#### Set problem:
Count the lines in the data below that contain the string "goalkeeper". Reply with the number only.

Start of Task input

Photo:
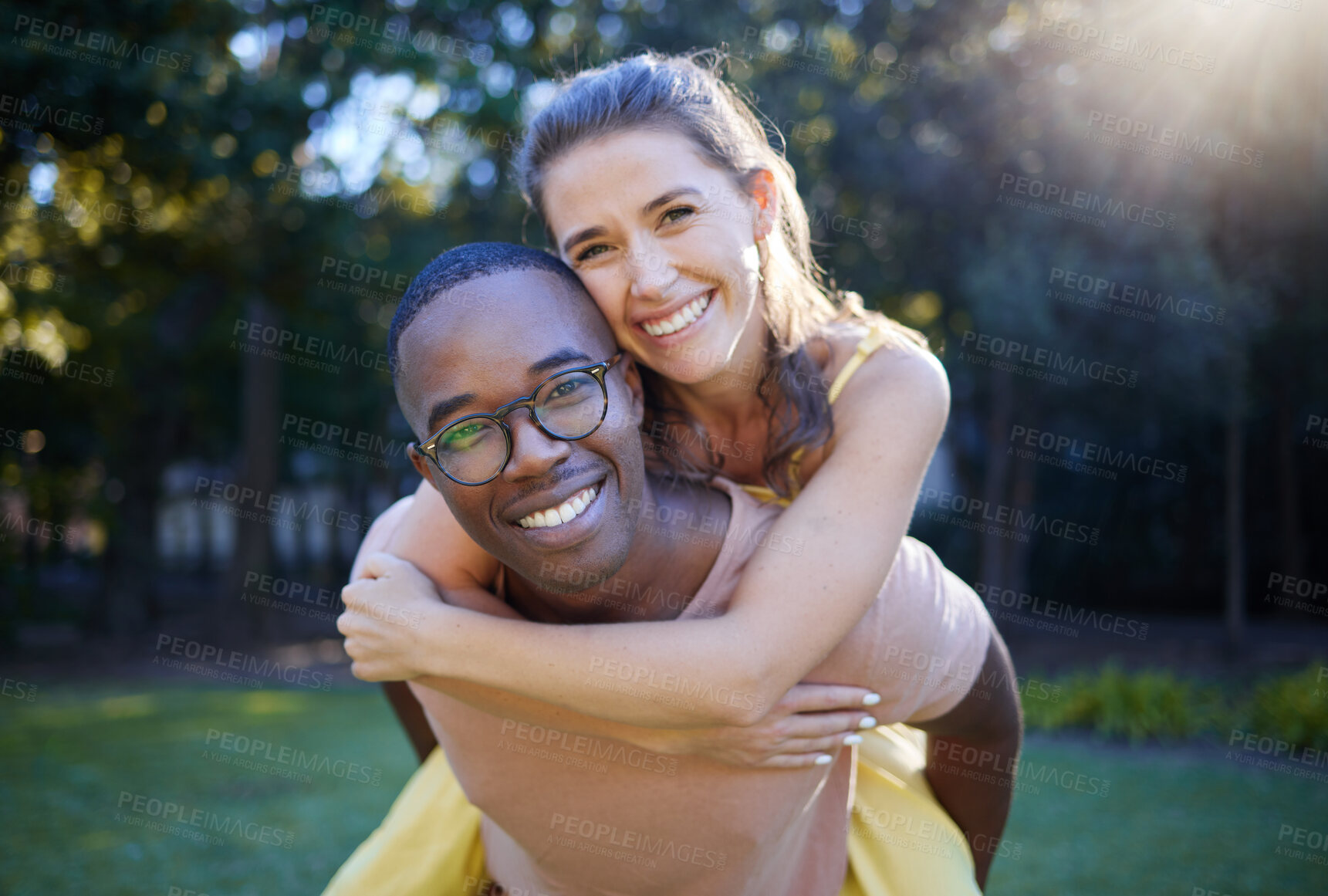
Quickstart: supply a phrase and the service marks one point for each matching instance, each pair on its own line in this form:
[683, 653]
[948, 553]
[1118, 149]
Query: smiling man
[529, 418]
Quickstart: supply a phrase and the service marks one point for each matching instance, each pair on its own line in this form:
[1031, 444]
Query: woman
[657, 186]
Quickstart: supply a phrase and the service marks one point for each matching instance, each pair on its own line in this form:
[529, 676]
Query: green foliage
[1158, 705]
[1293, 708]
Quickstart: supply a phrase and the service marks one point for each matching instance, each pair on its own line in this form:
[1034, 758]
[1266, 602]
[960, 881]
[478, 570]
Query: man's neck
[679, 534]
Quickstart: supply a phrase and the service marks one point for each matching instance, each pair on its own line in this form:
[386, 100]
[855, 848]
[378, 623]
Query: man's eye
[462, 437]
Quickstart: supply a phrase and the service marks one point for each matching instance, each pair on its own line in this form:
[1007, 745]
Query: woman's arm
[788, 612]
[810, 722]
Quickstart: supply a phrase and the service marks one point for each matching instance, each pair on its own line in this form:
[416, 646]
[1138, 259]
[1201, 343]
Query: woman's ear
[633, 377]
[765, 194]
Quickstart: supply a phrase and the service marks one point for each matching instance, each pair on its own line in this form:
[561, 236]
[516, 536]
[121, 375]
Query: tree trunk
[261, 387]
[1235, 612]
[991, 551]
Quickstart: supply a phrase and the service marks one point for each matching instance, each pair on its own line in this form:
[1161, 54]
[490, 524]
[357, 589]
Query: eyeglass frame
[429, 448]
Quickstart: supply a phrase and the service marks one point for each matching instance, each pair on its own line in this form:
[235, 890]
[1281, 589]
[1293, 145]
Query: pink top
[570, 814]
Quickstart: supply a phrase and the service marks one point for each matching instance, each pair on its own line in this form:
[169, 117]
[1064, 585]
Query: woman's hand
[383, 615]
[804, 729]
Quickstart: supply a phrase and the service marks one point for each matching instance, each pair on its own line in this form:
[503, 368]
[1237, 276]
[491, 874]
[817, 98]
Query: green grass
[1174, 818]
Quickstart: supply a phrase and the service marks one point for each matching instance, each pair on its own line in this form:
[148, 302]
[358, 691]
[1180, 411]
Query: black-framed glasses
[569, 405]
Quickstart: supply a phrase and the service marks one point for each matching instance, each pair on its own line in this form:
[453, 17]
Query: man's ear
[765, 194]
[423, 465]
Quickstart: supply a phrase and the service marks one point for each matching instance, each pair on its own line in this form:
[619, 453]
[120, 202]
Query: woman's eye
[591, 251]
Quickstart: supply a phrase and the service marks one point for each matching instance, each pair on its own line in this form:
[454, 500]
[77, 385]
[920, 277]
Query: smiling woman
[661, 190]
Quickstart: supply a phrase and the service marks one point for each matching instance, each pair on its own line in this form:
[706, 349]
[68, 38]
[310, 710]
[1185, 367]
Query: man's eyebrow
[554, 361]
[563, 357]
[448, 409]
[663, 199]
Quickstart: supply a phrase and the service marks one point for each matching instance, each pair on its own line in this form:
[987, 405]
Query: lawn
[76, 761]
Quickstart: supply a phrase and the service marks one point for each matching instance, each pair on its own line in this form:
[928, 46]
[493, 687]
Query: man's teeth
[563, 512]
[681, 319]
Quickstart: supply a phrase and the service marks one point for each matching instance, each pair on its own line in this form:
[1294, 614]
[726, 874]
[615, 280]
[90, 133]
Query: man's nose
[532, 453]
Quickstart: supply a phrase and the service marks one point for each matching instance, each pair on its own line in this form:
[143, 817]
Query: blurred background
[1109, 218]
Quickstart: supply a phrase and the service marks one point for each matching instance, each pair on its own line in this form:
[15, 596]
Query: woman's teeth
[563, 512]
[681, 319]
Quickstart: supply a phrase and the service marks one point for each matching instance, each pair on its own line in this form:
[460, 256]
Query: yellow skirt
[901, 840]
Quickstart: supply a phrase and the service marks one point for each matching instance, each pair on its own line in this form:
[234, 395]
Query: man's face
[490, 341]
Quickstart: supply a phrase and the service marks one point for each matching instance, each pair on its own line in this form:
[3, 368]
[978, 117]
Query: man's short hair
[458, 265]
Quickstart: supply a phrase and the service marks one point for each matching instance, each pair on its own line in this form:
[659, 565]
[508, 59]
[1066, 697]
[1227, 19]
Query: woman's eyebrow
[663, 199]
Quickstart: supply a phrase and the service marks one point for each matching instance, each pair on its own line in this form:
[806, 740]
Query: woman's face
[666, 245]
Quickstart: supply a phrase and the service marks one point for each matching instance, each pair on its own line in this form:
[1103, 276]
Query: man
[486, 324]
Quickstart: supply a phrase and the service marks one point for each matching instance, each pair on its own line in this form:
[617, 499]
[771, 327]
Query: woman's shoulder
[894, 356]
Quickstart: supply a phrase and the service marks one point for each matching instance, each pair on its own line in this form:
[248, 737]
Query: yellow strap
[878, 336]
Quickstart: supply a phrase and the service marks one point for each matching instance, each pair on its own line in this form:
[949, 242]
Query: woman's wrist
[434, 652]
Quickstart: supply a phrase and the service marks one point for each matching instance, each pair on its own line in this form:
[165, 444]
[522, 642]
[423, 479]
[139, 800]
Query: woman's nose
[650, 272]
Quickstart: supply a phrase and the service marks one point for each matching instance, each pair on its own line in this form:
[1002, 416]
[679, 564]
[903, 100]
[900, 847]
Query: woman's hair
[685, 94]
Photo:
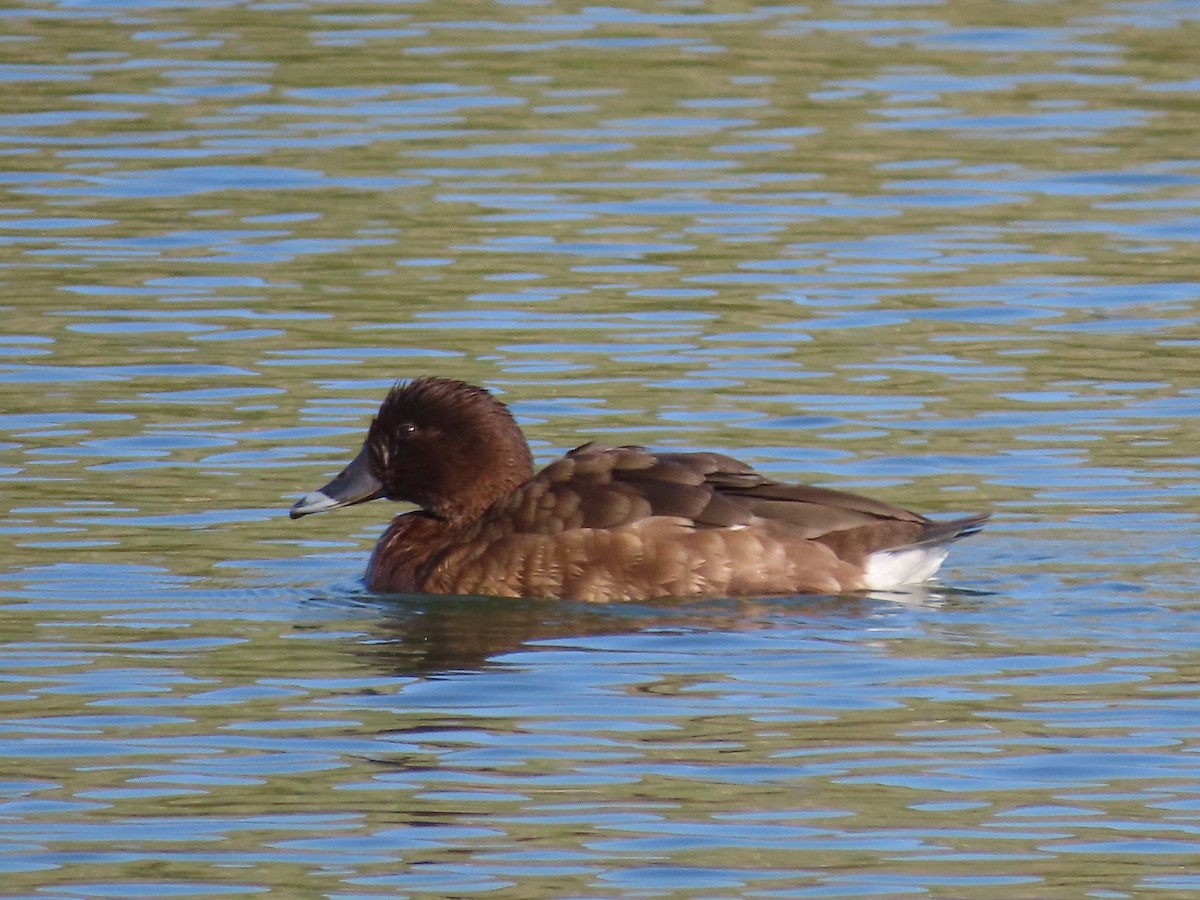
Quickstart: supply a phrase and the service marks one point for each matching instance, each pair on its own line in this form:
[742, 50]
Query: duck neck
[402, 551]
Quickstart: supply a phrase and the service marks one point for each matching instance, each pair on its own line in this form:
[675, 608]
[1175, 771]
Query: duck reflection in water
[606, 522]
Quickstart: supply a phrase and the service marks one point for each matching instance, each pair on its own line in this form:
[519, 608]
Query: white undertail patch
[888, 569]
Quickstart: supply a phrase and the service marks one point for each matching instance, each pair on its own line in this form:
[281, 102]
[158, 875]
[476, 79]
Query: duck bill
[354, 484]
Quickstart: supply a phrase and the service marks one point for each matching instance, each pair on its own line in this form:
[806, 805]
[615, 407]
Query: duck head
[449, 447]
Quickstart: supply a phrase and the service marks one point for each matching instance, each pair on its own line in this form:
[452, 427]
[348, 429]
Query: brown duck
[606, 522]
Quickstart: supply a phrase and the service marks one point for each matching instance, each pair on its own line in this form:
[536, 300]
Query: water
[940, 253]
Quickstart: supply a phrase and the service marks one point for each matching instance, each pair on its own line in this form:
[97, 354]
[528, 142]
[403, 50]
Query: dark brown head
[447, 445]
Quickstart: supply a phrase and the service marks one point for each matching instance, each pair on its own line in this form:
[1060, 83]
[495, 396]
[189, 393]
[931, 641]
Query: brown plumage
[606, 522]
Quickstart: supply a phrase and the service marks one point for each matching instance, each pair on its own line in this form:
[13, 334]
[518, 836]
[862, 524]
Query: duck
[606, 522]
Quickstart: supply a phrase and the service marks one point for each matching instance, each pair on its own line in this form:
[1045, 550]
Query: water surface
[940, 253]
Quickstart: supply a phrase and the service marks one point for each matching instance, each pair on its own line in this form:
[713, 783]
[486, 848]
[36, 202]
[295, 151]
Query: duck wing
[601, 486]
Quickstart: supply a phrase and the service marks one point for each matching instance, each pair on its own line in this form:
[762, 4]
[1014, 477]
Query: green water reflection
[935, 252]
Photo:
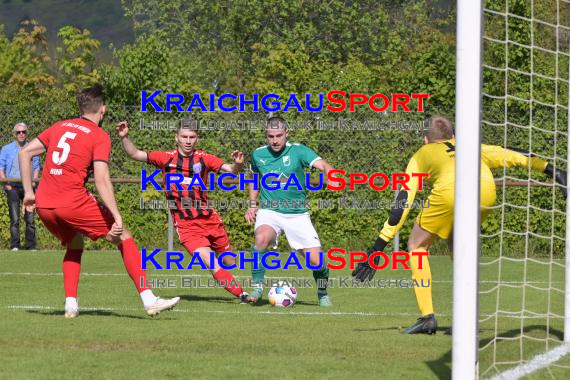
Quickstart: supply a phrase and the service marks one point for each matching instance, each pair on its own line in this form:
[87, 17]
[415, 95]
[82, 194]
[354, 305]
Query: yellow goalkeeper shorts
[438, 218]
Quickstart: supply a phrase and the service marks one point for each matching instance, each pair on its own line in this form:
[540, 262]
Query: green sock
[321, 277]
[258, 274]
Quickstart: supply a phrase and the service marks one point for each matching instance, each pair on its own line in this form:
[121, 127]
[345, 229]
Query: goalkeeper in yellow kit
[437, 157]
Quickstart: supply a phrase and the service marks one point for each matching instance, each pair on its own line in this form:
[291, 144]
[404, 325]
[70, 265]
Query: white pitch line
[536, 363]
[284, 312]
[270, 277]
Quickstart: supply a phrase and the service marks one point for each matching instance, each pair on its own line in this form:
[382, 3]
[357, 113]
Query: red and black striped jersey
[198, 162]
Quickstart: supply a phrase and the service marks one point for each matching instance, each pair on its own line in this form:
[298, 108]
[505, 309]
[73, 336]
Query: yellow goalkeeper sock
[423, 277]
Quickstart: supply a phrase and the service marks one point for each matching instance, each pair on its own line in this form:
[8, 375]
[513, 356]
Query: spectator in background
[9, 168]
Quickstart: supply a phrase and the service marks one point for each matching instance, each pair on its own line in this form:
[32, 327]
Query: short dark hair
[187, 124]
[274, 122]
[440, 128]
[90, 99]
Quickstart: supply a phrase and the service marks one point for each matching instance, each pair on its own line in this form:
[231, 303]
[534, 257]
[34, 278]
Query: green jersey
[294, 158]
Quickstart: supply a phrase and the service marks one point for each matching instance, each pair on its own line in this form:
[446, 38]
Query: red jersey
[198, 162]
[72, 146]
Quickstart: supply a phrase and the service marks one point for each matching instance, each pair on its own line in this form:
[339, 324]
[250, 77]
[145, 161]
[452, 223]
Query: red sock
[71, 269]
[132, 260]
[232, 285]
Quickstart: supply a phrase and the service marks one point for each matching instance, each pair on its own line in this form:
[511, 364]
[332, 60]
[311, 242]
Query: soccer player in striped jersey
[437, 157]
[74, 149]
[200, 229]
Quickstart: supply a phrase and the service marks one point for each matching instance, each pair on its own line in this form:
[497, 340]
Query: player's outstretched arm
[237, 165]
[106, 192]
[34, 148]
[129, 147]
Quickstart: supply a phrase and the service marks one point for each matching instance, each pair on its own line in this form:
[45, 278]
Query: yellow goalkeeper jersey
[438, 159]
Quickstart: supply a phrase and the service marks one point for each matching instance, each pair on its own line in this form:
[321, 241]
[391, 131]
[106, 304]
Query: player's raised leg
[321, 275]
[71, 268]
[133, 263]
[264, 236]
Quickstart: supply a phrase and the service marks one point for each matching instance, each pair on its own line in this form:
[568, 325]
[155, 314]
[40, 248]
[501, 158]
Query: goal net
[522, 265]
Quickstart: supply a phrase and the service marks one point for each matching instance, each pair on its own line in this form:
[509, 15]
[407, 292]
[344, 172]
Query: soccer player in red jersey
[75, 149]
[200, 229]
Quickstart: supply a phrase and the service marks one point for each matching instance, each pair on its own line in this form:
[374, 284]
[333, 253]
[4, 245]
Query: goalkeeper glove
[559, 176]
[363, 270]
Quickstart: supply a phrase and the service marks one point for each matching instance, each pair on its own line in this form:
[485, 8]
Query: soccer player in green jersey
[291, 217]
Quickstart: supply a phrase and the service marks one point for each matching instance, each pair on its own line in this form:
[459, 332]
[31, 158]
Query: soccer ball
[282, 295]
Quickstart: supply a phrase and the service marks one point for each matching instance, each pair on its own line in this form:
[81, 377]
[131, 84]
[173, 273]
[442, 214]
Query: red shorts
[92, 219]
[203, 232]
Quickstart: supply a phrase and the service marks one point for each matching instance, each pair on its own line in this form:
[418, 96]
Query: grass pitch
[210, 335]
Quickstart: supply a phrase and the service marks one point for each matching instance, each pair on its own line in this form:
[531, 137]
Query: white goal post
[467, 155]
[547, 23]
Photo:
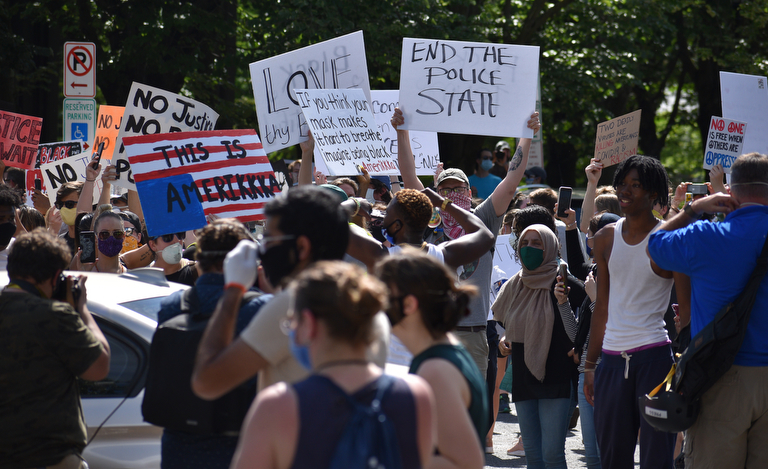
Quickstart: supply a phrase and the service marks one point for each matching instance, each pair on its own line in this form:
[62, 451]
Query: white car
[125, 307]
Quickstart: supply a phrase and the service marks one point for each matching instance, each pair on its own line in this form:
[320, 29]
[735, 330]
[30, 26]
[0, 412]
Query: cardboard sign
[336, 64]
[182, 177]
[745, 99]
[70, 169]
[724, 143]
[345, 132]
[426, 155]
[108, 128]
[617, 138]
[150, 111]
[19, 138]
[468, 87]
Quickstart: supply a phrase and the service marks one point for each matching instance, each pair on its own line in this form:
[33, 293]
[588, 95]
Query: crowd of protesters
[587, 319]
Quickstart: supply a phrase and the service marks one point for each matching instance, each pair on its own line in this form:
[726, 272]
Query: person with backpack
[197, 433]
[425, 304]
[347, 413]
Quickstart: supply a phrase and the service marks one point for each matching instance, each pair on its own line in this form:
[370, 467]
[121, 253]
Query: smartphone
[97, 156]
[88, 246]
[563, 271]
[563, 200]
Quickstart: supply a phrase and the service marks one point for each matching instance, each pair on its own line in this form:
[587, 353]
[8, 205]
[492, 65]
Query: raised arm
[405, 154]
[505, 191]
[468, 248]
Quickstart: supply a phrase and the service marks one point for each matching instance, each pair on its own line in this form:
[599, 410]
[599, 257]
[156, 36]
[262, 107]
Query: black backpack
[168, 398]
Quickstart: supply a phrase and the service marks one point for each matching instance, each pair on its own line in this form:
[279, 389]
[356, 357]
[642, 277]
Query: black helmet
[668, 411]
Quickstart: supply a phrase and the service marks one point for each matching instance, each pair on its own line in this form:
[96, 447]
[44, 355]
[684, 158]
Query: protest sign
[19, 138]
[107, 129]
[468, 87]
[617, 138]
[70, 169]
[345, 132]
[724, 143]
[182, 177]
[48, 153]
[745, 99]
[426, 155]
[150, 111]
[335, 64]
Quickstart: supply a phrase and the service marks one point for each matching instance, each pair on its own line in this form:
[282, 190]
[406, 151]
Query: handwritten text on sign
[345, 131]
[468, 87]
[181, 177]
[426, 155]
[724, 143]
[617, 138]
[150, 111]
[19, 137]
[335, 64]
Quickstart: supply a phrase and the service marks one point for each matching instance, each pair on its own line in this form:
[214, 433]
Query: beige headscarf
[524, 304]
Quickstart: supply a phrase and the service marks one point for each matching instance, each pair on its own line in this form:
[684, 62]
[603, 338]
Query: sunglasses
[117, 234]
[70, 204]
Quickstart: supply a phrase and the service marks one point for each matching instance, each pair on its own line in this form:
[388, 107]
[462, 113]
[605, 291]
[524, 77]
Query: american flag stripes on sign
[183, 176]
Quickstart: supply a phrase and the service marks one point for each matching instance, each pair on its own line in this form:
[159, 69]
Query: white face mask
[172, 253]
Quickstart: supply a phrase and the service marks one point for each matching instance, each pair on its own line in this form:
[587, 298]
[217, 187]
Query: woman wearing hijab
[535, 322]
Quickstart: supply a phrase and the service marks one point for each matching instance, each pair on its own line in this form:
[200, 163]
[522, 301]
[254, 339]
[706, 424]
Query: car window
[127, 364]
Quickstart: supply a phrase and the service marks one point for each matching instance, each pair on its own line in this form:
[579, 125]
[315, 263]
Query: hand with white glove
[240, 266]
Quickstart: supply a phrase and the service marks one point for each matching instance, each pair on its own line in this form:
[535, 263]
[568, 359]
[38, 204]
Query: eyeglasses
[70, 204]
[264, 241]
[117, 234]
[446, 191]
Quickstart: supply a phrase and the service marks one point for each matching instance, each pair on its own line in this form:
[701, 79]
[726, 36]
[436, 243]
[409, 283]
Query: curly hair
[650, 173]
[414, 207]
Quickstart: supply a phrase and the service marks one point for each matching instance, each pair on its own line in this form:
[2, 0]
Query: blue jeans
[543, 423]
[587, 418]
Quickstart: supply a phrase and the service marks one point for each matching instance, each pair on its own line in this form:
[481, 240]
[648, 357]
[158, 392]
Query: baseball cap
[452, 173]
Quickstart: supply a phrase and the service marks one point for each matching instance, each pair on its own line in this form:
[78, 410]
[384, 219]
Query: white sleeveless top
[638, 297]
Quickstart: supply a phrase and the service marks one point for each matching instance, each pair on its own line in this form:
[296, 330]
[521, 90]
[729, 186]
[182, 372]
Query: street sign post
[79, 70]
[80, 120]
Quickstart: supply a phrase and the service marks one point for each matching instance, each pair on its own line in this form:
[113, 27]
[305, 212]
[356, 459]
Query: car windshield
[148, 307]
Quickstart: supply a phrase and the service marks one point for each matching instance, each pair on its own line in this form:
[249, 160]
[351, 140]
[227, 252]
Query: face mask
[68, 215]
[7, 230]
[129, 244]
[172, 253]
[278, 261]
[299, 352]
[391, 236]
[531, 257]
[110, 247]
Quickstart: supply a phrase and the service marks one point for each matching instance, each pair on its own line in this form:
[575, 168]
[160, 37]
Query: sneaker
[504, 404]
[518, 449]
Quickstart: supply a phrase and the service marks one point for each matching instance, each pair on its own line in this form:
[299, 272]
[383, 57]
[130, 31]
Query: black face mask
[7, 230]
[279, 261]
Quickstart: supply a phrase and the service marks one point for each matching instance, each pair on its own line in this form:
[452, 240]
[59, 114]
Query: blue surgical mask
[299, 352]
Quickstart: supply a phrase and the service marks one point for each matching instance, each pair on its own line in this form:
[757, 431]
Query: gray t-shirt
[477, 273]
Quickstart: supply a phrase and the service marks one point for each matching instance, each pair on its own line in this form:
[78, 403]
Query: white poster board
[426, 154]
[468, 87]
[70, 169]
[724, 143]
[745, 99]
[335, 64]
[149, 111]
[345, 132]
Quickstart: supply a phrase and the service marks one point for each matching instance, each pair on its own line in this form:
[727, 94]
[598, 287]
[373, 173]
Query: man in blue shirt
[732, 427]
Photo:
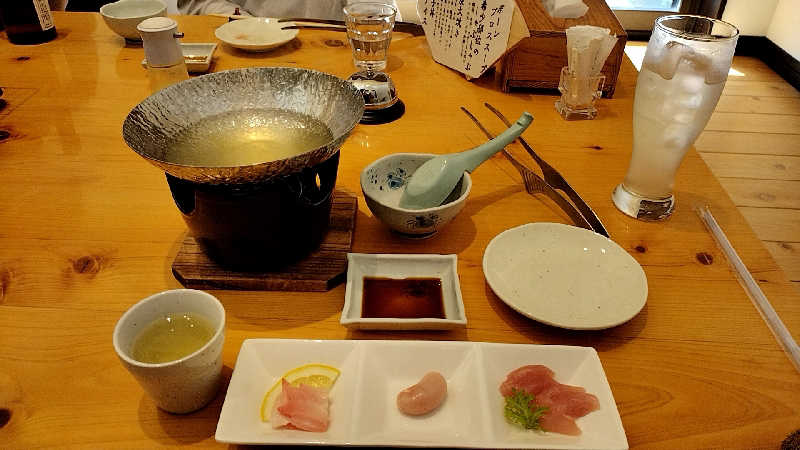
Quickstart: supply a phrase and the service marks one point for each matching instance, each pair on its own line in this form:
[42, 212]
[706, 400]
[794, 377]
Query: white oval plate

End of Task input

#### Response:
5